Geciteerde tekst:
GERECHTSHOF ’s-GRAVENHAGE
Sector Civiel recht
Uitspraak : 5 oktober 2011
Zaaknummer : 200.083.187.01
Rekestnr. rechtbank : FA RK 10-2298
[de man],
wonende te [woonplaats],
verzoeker, tevens incidenteel verweerder, in hoger beroep,
hierna te noemen: de man,
advocaat mr. H.C.M. Kortman te ‘s-Gravenhage,
[de vrouw],
wonende te [woonplaats],
verweerster, tevens incidenteel verzoekster in hoger beroep,
hierna te noemen: de vrouw,
advocaat mr. H.H.M. de Vries-Veringa te Voorburg, gemeente Leidschendam-Voorburg.
PROCESVERLOOP IN HOGER BEROEP
De man is op 2 maart 2011 in hoger beroep gekomen van een beschikking van 7 december 2010 van de rechtbank ‘s-Gravenhage.
De vrouw heeft op 14 april 2011 een verweerschrift tevens houdende incidenteel appel ingediend.
De man heeft op 20 mei 2011 een verweerschrift op het incidenteel appel ingediend.
Bij het hof zijn voorts de volgende stukken ingekomen:
van de zijde van man:
- op 7 april 2011 een brief van dezelfde datum met bijlagen;
van de zijde van vrouw:
- op 15 april 2011 nogmaals het verweerschrift, ditmaal met bijlagen.

Opdrachten:
1/ Beantwoord aan de hand van de uitspraak de volgende vragen.
(a) Wie is de advocaat van de vrouw?
(b) Op welke datum is de man in hoger beroep gekomen?
(c) Welk stuk is op 15 april 2011 van de zijde van de vrouw ingekomen?
2/ Leg op basis van de uitspraak uit waarin het stuk dat de vrouw op 15 april 2011 indiende verschilt van haar verweerschrift van 14 april 2011.
3/ Haal uit de uitspraak letterlijk het gedeelte dat begint bij "De man heeft" en eindigt bij "ditmaal met bijlagen.".
De gegevens hieronder komen uit een andere bron.

Beschikbare gegevens:

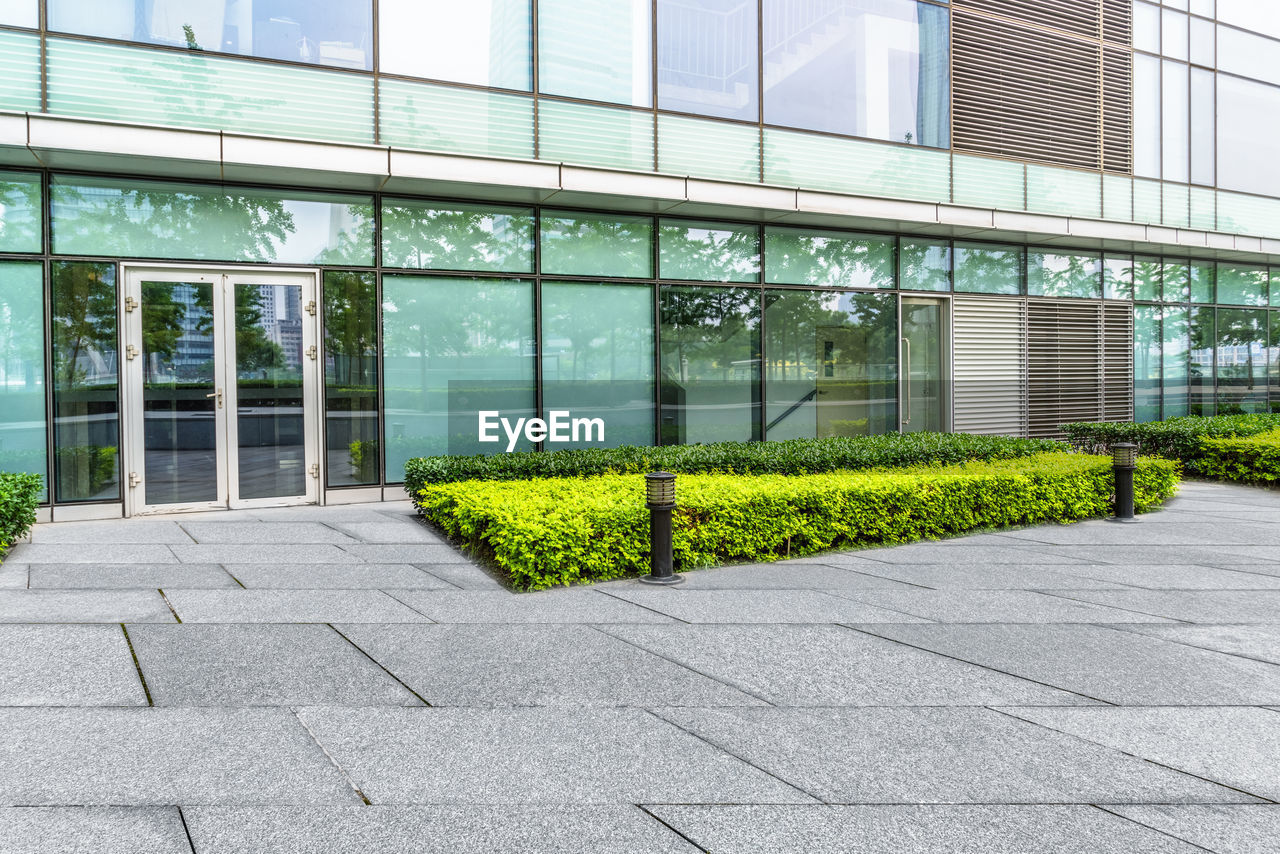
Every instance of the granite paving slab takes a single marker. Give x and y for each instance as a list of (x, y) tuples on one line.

Resultaten:
1/
(a) Mr. H.H.M. de Vries-Veringa te Voorburg, gemeente Leidschendam-Voorburg.
(b) Op 2 maart 2011.
(c) Nogmaals het verweerschrift, ditmaal met bijlagen.

2/ Op 14 april 2011 diende de vrouw een verweerschrift in dat tevens een incidenteel appel bevatte. Op 15 april 2011 kwam hetzelfde verweerschrift nogmaals binnen, maar ditmaal met bijlagen.

3/
De man heeft op 20 mei 2011 een verweerschrift op het incidenteel appel ingediend.
Bij het hof zijn voorts de volgende stukken ingekomen:
van de zijde van man:
- op 7 april 2011 een brief van dezelfde datum met bijlagen;
van de zijde van vrouw:
- op 15 april 2011 nogmaals het verweerschrift, ditmaal met bijlagen.